» Quoted text
##########

[PEAK] naming.lookup() vs config.lookupComponent()

Doug Quale quale1 at charter.net
Tue Jun 22 14:54:10 EDT 2004


"Phillip J. Eby" <pje at telecommunity.com> writes:

> Another variation that occurs to me is that you could simply advance
> the slow pointer once out of every N fast advances, for some N, while
> using the 'fast' pointer as the yielded value.  That is, the fast
> pointer advances 1 each time, and the slow pointer effectively
> advances 1/N.  If N is as high or higher than the average component
> tree depth, the amortized cost wouldn't be much different than that of
> the "recursion limit" approach (i.e. decrementing a counter and
> checking it on each iteration).

That's a good idea.  It would certainly work for N=2.  I don't know
about larger N but I wouldn't be surprised if worked with any prime
number N > 1.

> So it's still somewhat interesting, although I don't feel intuitively
> positive that the algorithm is guaranteed to terminate, and don't see
> that it really adds anything over a recursion limit, since as a
> practical matter having super-deep component hierarchies requiring
> lots of iteration over to perform operations is probably something you
> want to know is happening, and do something about.

##########

» Tasks to carry out
A. Substitute "trailing pointer" for "slow pointer" in the mailing-list post from "Doug Quale quale1" to "on each iteration).", and write out that passage.
B. Resume the mailing-list post after its final sentence and carry it on.

» Source excerpt
##########

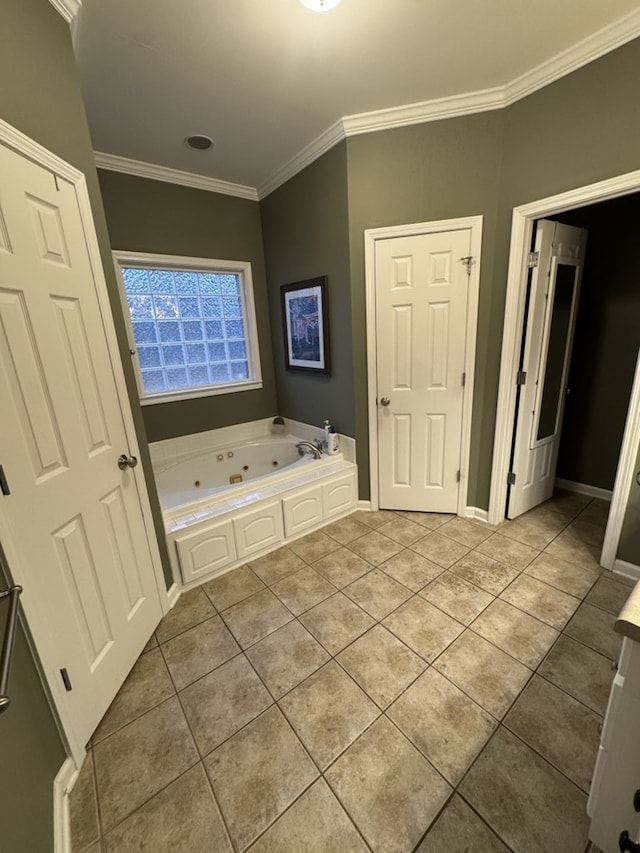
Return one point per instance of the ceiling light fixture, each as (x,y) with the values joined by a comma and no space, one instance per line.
(320,5)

##########

» Expected results
A.
Doug Quale quale1 at charter.net
Tue Jun 22 14:54:10 EDT 2004


"Phillip J. Eby" <pje at telecommunity.com> writes:

> Another variation that occurs to me is that you could simply advance
> the trailing pointer once out of every N fast advances, for some N, while
> using the 'fast' pointer as the yielded value.  That is, the fast
> pointer advances 1 each time, and the trailing pointer effectively
> advances 1/N.  If N is as high or higher than the average component
> tree depth, the amortized cost wouldn't be much different than that of
> the "recursion limit" approach (i.e. decrementing a counter and
> checking it on each iteration).

B.
You're right, it isn't easy to see that it works.  It's clear that if
the fast and slow pointers ever become equal then there is a
circularity.  The hard part is to show that if there is a circularity
the fast and slow pointers are guaranteed to eventually meet.  I'm not
prepared to prove this but I'm confident it's true.  That property has
been used in Lisp implementations since sometime in the 1970s, if not
earlier.  Here's a link to some documentation from one of the (few
remaining) large Lisp vendors:
http://www.franz.com/support/documentation/6.2/ansicl/dictentr/list-len.htm.

> So, "Simplest Thing That Could Possibly Work" here seems to favor
> the counting approach.

I agree: The recursion limit is probably the best practical
engineering approach.  It's simple and fast, easy to understand and
code correctly.  As you note, a component hierarchy deeper than some
large number like 100 is probably a mistake, even if it isn't
circular.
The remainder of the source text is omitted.